* WHAT YOU ARE ASKED TO DO: Tally the lines in the following entries that include the word "below"; state only the total.

* Saved entries:
○ ○ ○

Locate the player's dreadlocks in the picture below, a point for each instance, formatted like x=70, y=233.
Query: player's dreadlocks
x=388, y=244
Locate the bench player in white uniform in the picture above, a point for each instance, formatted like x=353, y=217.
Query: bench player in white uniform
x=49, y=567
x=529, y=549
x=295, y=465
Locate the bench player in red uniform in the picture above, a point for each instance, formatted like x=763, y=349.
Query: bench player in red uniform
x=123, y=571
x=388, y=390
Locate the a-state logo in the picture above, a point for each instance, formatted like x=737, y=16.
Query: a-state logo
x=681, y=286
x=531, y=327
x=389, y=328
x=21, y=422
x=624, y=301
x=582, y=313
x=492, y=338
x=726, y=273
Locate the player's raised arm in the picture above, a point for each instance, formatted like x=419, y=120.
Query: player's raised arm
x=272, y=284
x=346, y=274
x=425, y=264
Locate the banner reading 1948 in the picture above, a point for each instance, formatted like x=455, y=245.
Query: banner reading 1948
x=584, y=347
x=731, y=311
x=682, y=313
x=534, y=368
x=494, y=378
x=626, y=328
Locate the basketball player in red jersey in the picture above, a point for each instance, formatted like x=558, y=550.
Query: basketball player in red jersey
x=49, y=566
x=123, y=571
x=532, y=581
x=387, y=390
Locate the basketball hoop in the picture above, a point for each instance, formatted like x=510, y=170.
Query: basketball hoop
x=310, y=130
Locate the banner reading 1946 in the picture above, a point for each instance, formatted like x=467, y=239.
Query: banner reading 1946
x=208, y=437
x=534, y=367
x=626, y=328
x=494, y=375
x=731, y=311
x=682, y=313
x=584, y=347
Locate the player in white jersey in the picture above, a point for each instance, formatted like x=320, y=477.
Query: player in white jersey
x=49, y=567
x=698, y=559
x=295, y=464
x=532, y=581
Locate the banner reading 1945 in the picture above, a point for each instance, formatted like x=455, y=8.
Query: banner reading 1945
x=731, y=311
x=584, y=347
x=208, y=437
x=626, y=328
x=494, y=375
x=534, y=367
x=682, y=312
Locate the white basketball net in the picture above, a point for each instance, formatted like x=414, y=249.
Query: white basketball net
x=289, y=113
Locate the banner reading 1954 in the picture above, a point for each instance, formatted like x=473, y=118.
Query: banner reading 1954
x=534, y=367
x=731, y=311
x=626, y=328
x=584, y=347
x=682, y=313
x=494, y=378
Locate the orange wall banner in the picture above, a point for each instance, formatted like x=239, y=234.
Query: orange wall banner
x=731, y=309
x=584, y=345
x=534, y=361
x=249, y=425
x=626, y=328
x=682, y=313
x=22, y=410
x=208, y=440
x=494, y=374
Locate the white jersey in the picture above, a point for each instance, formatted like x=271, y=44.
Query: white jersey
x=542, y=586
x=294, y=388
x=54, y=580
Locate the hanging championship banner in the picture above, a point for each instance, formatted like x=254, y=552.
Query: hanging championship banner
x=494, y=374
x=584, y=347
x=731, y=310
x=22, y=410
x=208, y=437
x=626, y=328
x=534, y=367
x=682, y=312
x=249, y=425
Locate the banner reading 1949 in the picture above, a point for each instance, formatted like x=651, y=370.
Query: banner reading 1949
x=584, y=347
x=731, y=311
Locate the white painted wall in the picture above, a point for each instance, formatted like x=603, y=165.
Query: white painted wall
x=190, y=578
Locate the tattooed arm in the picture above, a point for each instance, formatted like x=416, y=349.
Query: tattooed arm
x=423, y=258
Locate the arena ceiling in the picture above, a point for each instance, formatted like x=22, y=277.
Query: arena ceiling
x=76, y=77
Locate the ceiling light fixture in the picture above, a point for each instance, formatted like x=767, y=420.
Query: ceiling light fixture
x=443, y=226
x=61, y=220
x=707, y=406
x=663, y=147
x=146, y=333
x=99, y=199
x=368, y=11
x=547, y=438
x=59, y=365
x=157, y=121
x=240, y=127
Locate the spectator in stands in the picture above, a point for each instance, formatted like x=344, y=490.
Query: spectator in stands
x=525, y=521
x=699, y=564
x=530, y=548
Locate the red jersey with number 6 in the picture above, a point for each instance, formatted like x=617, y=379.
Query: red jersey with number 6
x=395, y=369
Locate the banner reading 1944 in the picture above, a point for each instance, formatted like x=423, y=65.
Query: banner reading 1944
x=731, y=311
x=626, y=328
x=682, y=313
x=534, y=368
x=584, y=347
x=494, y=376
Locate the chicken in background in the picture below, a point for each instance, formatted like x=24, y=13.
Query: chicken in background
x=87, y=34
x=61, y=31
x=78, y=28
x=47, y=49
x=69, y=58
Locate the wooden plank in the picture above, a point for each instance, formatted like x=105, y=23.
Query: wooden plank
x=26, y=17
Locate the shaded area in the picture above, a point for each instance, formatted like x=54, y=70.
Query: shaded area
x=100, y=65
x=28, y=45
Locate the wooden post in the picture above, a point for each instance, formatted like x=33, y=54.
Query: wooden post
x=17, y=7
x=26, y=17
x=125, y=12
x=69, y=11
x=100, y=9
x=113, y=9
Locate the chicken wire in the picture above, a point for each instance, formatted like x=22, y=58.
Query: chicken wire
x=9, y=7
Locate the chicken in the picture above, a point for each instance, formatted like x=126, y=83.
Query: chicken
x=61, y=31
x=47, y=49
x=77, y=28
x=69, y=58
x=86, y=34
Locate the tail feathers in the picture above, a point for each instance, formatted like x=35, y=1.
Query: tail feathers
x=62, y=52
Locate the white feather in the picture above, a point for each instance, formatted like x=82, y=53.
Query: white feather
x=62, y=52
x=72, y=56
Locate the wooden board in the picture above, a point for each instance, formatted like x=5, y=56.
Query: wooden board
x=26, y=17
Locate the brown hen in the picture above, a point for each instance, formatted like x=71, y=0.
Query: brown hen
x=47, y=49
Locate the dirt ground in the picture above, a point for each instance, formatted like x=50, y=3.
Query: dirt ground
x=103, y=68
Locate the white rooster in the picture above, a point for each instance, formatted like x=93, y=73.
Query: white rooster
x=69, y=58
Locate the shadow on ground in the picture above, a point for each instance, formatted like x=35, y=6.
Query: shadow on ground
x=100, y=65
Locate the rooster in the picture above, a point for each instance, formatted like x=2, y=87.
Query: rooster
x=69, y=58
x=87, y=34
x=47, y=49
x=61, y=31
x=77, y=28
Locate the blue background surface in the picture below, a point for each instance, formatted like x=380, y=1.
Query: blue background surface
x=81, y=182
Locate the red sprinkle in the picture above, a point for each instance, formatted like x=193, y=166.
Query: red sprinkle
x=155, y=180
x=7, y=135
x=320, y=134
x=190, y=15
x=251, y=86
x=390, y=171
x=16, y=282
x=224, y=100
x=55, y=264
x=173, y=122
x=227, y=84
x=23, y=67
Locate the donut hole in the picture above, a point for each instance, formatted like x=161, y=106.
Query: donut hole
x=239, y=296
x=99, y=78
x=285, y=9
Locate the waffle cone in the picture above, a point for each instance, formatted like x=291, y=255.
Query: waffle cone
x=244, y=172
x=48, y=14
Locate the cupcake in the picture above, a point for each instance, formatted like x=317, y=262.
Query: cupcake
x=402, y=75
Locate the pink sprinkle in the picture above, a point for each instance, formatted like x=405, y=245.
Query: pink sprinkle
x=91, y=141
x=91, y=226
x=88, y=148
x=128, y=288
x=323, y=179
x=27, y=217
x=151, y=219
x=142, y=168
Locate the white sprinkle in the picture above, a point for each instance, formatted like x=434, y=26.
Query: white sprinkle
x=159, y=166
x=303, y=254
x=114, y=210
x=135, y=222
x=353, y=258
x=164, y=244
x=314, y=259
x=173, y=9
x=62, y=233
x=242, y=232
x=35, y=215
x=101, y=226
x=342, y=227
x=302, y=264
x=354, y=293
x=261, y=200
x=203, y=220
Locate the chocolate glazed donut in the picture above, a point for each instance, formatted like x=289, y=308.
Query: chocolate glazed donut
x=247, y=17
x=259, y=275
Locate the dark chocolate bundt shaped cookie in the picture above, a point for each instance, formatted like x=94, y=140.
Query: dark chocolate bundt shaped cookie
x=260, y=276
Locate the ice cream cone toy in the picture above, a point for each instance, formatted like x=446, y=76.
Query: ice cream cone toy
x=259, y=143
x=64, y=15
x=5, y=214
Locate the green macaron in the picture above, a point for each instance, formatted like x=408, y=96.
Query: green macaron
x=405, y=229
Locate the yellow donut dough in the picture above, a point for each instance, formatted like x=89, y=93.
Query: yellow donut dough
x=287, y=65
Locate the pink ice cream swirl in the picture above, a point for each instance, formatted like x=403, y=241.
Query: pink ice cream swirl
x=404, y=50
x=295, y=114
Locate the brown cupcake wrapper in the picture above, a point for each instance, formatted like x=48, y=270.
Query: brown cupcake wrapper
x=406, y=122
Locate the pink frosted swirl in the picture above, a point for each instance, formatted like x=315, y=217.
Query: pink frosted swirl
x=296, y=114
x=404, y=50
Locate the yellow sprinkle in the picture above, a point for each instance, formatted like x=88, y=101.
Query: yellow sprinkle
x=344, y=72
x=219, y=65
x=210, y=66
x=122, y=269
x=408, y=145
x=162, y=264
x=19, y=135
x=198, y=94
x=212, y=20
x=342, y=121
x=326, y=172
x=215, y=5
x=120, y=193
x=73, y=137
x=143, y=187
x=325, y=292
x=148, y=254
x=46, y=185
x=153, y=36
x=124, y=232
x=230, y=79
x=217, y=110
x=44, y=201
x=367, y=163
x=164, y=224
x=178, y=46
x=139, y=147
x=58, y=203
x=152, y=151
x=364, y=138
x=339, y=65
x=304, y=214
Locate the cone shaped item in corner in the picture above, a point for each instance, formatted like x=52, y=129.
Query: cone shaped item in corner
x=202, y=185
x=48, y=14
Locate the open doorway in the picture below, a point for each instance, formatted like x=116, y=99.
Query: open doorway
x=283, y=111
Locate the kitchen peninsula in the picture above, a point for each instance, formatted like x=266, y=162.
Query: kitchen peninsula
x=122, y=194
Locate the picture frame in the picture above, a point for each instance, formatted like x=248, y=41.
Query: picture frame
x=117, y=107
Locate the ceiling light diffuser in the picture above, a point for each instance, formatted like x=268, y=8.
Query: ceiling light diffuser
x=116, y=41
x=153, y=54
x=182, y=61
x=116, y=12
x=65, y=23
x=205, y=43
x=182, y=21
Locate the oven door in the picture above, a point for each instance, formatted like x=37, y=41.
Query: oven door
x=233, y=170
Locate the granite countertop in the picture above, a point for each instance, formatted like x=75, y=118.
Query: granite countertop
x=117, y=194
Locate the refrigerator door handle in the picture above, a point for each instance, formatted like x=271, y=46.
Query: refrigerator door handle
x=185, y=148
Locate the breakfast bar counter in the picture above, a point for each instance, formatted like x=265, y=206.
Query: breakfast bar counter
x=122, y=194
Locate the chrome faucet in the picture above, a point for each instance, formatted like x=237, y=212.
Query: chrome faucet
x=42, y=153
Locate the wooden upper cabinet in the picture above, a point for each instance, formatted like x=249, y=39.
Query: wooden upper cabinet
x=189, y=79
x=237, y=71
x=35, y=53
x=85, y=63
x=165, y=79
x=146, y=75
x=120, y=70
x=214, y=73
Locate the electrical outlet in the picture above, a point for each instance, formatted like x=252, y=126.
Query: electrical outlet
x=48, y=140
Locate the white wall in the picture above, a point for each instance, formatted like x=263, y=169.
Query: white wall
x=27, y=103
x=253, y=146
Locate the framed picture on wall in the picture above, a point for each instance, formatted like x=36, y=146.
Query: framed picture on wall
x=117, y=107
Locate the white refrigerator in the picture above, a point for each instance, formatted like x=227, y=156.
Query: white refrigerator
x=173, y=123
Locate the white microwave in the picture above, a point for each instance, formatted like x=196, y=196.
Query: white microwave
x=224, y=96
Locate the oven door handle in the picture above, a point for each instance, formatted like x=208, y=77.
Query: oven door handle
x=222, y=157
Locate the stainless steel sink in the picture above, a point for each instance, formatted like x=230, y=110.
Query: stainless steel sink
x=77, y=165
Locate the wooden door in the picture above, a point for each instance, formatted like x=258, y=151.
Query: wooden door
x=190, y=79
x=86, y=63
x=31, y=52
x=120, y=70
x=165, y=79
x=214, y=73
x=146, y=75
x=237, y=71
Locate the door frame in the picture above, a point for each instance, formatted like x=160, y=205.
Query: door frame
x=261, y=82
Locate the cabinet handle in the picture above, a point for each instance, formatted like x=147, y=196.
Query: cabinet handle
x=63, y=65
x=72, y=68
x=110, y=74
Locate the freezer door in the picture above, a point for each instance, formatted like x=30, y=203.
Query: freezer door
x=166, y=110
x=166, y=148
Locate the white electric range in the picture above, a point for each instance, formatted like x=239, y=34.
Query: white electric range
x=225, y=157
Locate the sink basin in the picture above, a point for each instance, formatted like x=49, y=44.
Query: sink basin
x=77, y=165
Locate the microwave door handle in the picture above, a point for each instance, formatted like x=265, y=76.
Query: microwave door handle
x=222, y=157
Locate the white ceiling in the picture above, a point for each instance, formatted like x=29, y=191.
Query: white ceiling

○ ○ ○

* RESULT OF THIS EXERCISE: 4